* BEGIN DATASET CONTENT *
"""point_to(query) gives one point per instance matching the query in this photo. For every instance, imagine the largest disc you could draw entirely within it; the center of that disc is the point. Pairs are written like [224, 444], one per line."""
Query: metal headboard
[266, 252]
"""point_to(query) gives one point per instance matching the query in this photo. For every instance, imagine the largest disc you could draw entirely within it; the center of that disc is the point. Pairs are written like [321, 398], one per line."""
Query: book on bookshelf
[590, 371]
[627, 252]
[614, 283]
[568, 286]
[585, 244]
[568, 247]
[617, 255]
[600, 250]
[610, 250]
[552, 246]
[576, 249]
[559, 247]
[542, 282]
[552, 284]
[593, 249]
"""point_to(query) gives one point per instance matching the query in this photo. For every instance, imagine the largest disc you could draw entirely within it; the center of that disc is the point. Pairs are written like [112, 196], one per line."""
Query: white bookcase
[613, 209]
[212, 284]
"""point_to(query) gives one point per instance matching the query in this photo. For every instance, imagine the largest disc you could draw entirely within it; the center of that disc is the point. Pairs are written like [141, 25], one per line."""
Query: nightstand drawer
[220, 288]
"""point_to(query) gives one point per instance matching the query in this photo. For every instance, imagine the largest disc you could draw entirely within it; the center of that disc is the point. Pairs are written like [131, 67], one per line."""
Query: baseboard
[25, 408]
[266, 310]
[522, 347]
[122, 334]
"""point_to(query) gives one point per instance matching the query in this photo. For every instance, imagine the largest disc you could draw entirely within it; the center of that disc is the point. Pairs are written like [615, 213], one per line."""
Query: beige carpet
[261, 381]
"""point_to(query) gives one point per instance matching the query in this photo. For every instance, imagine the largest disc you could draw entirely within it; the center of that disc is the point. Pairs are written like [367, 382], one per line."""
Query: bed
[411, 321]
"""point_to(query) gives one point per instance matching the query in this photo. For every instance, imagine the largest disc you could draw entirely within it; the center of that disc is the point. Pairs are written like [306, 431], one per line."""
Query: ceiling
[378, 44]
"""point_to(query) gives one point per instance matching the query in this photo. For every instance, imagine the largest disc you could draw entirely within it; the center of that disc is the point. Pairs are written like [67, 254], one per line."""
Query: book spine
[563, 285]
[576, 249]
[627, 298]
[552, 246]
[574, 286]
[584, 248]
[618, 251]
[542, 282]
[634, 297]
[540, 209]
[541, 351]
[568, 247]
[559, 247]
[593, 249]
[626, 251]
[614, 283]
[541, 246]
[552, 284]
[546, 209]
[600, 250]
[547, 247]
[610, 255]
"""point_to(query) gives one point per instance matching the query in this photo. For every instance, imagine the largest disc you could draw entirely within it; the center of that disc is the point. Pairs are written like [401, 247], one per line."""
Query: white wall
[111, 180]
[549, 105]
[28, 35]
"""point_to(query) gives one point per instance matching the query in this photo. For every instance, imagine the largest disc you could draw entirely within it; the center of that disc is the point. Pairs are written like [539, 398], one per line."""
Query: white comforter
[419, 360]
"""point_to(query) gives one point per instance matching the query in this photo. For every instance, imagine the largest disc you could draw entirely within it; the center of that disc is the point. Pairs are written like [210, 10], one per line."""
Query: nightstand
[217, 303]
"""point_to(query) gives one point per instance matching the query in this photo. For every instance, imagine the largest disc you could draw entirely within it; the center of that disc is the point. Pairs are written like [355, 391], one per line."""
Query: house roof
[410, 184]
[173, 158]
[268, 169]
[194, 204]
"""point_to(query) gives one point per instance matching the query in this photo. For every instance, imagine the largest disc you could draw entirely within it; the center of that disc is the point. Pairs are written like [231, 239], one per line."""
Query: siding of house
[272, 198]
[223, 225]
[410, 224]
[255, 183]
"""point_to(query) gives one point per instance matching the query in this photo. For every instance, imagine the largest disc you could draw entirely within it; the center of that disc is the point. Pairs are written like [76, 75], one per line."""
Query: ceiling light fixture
* END DATASET CONTENT *
Output, unchanged, the lines from the line with "[231, 239], one" through the final line of the material.

"""point_to(query) gives one point per instance matching the query in this photo. For every instance, imagine the largest disc you could draw entirely within it; the center of that disc is the point. Pairs are written like [231, 239], one per line."""
Query: siding of house
[272, 198]
[223, 225]
[410, 224]
[255, 183]
"""point_to(query) gives one point per instance matching the query in this photo. For every instance, imagine the largest disc you could draw entirely within it; the center of that disc is the point. Pairs are written like [76, 75], one per line."""
Query: ceiling light fixture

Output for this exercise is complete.